**Dataset rows**
* Begin *

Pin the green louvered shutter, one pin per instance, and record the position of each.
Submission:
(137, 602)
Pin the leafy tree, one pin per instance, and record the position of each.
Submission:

* End *

Could you copy out every one of the entries above word for word?

**Expected answer**
Pin the green louvered shutter, one pin per instance, and record the position of each.
Submission:
(137, 602)
Pin the leafy tree, one pin per instance, and record the position of each.
Submission:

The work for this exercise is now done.